Written task: Look for the line with "Put one marker on each instance of the blue shirt" in the entries below, then extract that line and all lines after it exactly, with pictures left out.

[Point annotation dataset records]
==========

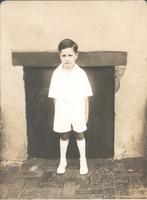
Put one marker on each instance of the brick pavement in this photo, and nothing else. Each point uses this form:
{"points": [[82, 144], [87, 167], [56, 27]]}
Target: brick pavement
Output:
{"points": [[107, 179]]}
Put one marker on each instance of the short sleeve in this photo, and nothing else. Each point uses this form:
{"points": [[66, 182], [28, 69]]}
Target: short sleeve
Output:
{"points": [[53, 88], [87, 90]]}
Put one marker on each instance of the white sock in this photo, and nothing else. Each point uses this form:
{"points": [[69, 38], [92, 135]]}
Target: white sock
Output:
{"points": [[63, 149], [63, 162], [81, 146], [83, 163]]}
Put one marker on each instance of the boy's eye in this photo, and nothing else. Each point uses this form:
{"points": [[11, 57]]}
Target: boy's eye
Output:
{"points": [[70, 55]]}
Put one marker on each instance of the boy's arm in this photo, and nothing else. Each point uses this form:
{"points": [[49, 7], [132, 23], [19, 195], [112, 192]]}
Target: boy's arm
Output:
{"points": [[54, 101], [86, 109]]}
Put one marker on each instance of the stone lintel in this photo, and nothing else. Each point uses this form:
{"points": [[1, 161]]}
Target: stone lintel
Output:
{"points": [[85, 59]]}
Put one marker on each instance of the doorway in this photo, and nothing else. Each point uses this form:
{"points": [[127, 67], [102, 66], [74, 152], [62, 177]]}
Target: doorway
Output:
{"points": [[42, 141]]}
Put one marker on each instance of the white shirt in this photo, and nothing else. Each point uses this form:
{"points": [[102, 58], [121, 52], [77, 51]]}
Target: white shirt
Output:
{"points": [[69, 89]]}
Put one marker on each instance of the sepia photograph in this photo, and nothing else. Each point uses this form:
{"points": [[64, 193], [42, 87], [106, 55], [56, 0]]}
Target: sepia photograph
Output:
{"points": [[73, 99]]}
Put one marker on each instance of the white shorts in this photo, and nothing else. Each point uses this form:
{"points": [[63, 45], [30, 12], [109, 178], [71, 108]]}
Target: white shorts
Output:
{"points": [[69, 115]]}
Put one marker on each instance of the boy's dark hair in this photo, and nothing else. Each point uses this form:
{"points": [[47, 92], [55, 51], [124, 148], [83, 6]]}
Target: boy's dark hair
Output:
{"points": [[68, 43]]}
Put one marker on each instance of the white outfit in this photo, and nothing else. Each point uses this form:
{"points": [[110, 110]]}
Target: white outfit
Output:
{"points": [[69, 88]]}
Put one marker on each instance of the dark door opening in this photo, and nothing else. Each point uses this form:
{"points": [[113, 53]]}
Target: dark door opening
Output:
{"points": [[42, 141]]}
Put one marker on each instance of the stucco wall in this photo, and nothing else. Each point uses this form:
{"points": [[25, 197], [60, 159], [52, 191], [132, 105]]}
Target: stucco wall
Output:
{"points": [[95, 25]]}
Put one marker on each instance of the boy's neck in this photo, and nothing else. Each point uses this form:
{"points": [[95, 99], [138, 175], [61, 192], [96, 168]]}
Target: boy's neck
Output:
{"points": [[68, 69]]}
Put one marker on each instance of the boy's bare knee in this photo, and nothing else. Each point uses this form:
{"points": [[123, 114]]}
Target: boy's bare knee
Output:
{"points": [[64, 136], [79, 136]]}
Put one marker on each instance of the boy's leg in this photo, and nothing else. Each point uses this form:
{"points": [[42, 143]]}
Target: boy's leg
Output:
{"points": [[64, 139], [81, 143]]}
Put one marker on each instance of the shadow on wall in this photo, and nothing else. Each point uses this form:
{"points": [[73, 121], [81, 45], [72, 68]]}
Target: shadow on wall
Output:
{"points": [[145, 131], [0, 134]]}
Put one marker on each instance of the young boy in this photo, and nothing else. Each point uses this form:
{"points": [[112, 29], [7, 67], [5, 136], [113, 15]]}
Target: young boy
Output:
{"points": [[70, 89]]}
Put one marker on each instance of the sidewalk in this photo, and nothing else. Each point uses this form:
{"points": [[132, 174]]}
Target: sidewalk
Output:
{"points": [[107, 179]]}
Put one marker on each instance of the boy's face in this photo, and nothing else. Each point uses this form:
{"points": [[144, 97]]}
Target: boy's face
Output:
{"points": [[68, 57]]}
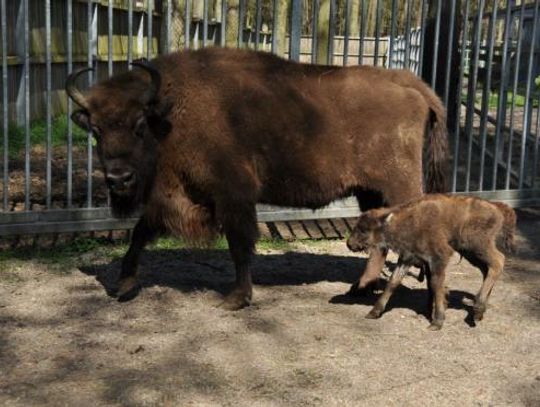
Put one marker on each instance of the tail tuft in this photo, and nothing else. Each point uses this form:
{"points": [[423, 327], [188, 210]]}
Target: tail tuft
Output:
{"points": [[437, 153], [505, 240]]}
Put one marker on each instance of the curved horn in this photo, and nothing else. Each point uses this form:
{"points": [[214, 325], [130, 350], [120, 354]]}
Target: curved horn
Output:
{"points": [[72, 90], [152, 92]]}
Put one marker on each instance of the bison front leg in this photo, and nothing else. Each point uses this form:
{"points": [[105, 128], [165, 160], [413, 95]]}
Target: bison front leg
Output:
{"points": [[128, 285], [240, 226]]}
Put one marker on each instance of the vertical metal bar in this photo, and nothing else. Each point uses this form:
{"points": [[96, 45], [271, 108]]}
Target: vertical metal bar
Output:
{"points": [[296, 30], [187, 24], [486, 94], [423, 36], [258, 22], [223, 25], [130, 33], [274, 26], [89, 163], [27, 145], [362, 33], [392, 34], [5, 112], [406, 57], [205, 22], [501, 106], [195, 45], [377, 31], [450, 46], [458, 90], [48, 58], [314, 23], [110, 38], [527, 110], [241, 19], [331, 33], [150, 38], [69, 42], [514, 93], [348, 6], [471, 90], [436, 42], [168, 23], [534, 171]]}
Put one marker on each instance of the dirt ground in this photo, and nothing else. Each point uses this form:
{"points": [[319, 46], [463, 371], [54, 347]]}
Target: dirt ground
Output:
{"points": [[64, 341]]}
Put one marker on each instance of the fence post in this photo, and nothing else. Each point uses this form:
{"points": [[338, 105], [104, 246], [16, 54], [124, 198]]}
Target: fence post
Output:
{"points": [[323, 31], [431, 41]]}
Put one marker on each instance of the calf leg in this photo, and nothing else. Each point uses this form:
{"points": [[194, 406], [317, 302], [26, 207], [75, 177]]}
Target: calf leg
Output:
{"points": [[436, 282], [394, 282], [369, 199], [494, 261], [240, 227], [128, 285], [375, 264]]}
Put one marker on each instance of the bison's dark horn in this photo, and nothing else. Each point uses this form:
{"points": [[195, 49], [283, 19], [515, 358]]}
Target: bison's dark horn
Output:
{"points": [[153, 91], [72, 90]]}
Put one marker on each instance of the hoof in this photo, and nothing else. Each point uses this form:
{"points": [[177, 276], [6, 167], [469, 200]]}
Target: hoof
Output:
{"points": [[357, 291], [479, 312], [435, 326], [374, 313], [236, 300], [128, 288]]}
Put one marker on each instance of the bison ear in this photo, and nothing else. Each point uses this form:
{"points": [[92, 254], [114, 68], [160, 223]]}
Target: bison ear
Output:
{"points": [[81, 118], [156, 119], [385, 218], [159, 127]]}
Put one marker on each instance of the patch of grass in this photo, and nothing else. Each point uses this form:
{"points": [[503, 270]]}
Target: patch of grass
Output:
{"points": [[66, 254], [38, 134], [273, 244], [494, 99], [85, 250]]}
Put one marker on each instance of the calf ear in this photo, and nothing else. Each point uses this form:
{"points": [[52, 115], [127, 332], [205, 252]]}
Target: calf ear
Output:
{"points": [[82, 119], [386, 218]]}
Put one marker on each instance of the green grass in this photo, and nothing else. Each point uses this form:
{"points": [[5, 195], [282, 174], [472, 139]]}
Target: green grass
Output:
{"points": [[38, 135], [83, 251], [494, 100]]}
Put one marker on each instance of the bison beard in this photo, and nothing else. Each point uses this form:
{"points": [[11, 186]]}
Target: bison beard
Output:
{"points": [[236, 128]]}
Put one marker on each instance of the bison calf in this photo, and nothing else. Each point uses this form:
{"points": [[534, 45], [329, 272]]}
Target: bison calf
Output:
{"points": [[426, 232]]}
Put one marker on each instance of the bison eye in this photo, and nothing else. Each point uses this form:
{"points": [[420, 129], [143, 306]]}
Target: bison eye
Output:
{"points": [[140, 127], [96, 131]]}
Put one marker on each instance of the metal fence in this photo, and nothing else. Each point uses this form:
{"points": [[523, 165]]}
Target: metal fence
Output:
{"points": [[481, 56]]}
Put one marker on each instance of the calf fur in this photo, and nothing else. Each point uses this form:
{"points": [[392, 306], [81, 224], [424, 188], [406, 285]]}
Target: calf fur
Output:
{"points": [[427, 231]]}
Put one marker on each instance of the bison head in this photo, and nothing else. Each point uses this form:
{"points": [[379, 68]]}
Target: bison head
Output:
{"points": [[368, 231], [127, 120]]}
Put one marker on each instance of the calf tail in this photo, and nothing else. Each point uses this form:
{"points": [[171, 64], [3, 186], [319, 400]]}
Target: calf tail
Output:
{"points": [[437, 149], [505, 239]]}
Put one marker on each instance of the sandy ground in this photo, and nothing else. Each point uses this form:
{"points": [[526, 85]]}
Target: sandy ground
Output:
{"points": [[64, 341]]}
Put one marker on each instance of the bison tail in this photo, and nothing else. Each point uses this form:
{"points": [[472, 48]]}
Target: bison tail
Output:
{"points": [[505, 239], [437, 151]]}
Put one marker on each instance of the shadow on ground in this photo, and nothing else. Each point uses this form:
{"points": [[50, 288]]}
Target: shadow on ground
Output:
{"points": [[190, 270]]}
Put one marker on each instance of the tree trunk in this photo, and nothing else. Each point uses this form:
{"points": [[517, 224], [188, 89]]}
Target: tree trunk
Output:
{"points": [[231, 36]]}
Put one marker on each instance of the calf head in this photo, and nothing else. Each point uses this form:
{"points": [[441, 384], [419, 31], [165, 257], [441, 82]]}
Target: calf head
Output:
{"points": [[127, 121], [368, 231]]}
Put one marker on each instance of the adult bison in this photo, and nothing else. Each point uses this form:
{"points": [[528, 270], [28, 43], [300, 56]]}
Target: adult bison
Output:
{"points": [[197, 138]]}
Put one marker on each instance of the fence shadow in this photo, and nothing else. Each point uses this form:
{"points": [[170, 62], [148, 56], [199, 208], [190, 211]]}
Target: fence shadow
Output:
{"points": [[188, 270]]}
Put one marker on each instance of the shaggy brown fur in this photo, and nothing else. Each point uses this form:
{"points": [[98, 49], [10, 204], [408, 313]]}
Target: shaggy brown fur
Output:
{"points": [[428, 230], [232, 128]]}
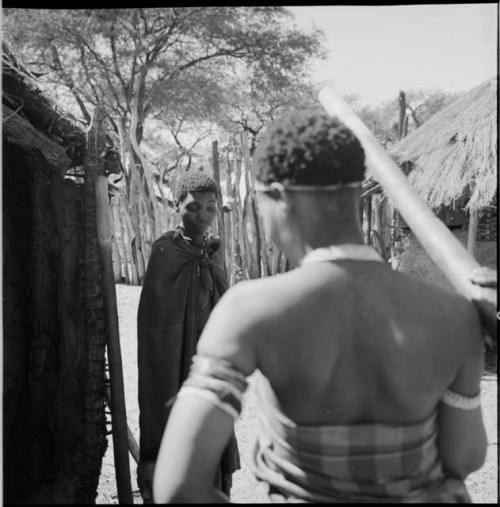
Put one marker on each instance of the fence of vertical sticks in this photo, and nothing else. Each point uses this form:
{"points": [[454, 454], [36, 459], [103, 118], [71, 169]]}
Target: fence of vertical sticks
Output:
{"points": [[249, 255]]}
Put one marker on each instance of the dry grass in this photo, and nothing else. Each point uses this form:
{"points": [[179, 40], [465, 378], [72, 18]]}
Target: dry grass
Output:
{"points": [[454, 154]]}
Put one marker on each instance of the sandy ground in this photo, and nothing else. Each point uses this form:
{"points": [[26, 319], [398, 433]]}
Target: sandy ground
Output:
{"points": [[482, 485]]}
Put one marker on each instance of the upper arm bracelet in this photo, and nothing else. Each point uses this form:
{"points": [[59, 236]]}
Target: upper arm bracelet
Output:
{"points": [[456, 400], [216, 381]]}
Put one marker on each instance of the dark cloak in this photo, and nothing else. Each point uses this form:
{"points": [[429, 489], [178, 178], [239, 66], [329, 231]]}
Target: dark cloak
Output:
{"points": [[168, 329]]}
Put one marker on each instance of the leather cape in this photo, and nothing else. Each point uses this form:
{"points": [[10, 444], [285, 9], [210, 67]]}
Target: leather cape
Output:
{"points": [[168, 331]]}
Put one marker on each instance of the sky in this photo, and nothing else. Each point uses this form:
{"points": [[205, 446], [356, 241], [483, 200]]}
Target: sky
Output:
{"points": [[375, 51]]}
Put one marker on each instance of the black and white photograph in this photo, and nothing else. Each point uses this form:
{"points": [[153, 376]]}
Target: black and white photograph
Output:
{"points": [[249, 254]]}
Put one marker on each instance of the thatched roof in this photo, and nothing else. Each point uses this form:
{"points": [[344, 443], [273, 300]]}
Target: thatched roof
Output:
{"points": [[34, 122], [454, 154]]}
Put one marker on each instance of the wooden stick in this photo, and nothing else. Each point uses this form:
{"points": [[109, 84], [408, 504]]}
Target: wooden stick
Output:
{"points": [[118, 412], [441, 245], [472, 232]]}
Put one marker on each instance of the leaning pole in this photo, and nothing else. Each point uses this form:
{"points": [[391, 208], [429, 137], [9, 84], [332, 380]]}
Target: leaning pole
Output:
{"points": [[118, 412], [442, 246]]}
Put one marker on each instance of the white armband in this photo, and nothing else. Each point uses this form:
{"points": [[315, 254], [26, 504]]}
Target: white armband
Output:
{"points": [[460, 401]]}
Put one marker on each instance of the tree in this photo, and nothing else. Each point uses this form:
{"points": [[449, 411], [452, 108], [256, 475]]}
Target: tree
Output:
{"points": [[136, 63]]}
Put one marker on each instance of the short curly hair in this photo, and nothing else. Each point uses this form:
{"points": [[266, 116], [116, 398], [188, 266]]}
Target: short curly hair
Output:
{"points": [[194, 181], [309, 147]]}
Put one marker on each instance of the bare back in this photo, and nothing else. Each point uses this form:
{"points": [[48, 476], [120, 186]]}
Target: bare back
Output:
{"points": [[358, 342]]}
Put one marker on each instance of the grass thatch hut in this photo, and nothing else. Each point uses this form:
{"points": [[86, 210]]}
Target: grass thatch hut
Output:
{"points": [[451, 161], [54, 323]]}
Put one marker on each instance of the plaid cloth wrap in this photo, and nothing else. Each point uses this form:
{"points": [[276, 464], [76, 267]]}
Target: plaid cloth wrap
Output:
{"points": [[350, 463]]}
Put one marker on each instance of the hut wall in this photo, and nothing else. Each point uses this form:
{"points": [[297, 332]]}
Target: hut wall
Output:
{"points": [[45, 350], [415, 260]]}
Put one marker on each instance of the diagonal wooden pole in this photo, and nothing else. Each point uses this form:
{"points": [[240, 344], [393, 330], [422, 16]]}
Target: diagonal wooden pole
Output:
{"points": [[441, 245], [117, 408]]}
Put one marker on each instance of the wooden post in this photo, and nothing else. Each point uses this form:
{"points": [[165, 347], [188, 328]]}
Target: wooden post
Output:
{"points": [[220, 214], [118, 412], [441, 245], [472, 232]]}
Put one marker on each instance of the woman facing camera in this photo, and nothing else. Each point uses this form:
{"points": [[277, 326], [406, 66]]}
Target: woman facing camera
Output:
{"points": [[368, 383]]}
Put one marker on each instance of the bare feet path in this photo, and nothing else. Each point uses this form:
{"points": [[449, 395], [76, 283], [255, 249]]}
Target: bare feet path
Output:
{"points": [[482, 485]]}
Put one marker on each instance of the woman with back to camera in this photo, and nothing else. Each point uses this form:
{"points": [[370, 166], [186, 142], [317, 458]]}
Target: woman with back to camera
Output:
{"points": [[368, 383]]}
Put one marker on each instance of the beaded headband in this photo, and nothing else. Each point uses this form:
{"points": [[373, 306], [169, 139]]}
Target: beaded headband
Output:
{"points": [[263, 187]]}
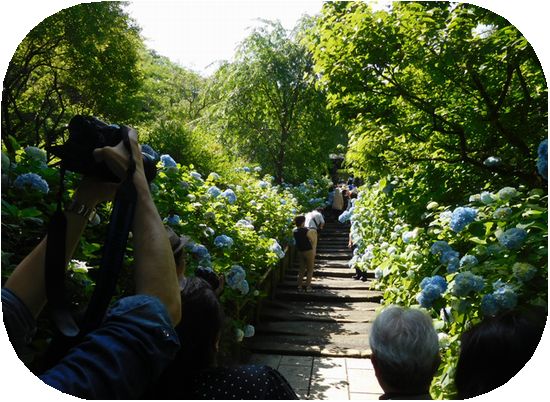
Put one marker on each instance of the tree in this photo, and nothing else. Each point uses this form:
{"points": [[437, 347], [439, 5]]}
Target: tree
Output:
{"points": [[433, 85], [271, 112], [80, 60]]}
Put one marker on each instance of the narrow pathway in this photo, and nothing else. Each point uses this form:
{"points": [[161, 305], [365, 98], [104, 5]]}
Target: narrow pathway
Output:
{"points": [[319, 340]]}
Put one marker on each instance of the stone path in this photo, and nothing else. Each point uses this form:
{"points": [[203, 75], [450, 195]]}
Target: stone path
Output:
{"points": [[319, 340]]}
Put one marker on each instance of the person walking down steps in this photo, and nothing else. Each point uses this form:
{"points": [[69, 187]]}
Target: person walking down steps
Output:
{"points": [[306, 254]]}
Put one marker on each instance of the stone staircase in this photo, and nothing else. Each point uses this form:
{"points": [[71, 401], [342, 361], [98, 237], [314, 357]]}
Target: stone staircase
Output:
{"points": [[334, 320]]}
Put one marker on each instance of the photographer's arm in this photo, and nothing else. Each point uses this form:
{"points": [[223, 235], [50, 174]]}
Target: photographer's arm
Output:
{"points": [[155, 270], [28, 279]]}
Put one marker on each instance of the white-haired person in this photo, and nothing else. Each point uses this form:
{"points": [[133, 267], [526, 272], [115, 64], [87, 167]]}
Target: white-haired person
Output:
{"points": [[405, 352]]}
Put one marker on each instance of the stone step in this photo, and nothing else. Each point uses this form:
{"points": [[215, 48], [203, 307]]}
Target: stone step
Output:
{"points": [[321, 329], [329, 295], [299, 311], [338, 272], [331, 346], [333, 255], [328, 282]]}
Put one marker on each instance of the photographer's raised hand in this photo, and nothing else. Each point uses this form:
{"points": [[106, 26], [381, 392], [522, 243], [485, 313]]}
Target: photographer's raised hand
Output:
{"points": [[28, 279], [155, 271]]}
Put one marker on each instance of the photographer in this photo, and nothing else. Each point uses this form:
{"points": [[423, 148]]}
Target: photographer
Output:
{"points": [[136, 340]]}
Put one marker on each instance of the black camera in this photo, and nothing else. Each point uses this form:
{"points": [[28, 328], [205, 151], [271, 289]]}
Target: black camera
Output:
{"points": [[87, 133]]}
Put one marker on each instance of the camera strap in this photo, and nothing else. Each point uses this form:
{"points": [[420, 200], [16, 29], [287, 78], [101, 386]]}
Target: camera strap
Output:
{"points": [[55, 268], [111, 263], [120, 224]]}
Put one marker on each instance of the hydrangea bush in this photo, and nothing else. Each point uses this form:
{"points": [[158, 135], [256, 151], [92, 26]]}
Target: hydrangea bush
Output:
{"points": [[461, 263], [235, 220]]}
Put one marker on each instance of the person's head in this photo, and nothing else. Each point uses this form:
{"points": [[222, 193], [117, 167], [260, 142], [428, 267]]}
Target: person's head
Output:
{"points": [[199, 331], [201, 324], [177, 243], [405, 350], [495, 350], [299, 221]]}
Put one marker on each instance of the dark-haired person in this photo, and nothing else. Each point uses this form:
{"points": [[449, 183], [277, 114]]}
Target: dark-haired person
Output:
{"points": [[306, 258], [194, 374], [136, 340], [495, 350], [405, 352]]}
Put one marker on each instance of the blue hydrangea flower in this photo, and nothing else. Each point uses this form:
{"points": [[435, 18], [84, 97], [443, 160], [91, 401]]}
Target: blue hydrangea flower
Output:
{"points": [[167, 161], [235, 276], [452, 265], [36, 154], [507, 193], [512, 238], [492, 161], [431, 289], [214, 191], [146, 149], [487, 198], [407, 237], [524, 271], [436, 280], [196, 176], [243, 223], [502, 213], [223, 241], [506, 297], [230, 196], [344, 217], [542, 160], [277, 249], [468, 261], [378, 273], [200, 250], [439, 246], [31, 181], [448, 255], [249, 331], [466, 282], [462, 216], [489, 305]]}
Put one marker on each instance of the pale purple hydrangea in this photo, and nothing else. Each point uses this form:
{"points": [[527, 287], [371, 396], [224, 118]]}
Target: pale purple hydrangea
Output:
{"points": [[462, 216], [214, 191], [513, 238], [468, 261], [223, 241], [167, 161], [230, 196], [431, 289], [465, 283], [507, 193], [31, 181]]}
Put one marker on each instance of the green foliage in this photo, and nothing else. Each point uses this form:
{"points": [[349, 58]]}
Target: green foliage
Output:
{"points": [[270, 111], [401, 255], [80, 60], [432, 85]]}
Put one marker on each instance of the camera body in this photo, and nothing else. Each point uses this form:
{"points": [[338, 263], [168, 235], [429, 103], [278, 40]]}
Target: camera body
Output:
{"points": [[87, 133]]}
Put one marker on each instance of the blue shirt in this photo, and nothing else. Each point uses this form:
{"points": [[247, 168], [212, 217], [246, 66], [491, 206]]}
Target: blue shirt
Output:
{"points": [[119, 360]]}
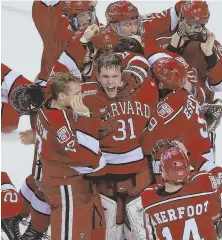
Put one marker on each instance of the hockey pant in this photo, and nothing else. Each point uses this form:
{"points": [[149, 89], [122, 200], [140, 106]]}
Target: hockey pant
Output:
{"points": [[10, 118], [35, 205], [77, 212]]}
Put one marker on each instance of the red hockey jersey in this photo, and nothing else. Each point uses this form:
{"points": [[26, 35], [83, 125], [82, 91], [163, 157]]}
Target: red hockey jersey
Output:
{"points": [[68, 147], [179, 117], [186, 214], [11, 200]]}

==========

Correct result:
Put one marker on each instance of the blue shirt in this photo, and nothing else. Each point uses this form:
{"points": [[247, 168], [212, 217], [246, 66], [491, 206]]}
Target: blue shirt
Output:
{"points": [[119, 360]]}
Put one marker on each instance of the hockey pant in this photo, and nothing else. Each point uses this form:
{"points": [[149, 89], [122, 200], [140, 106]]}
Target: hockey pant
Output:
{"points": [[10, 118], [35, 205], [77, 212]]}
Put one marker on each instance of the red hockey jersey in this photo, and nothing else. Each point uses this form:
{"points": [[26, 35], [83, 125], [82, 91], [163, 157]]}
Target: red hockey jersey
Output:
{"points": [[68, 147], [179, 117], [186, 214], [11, 200]]}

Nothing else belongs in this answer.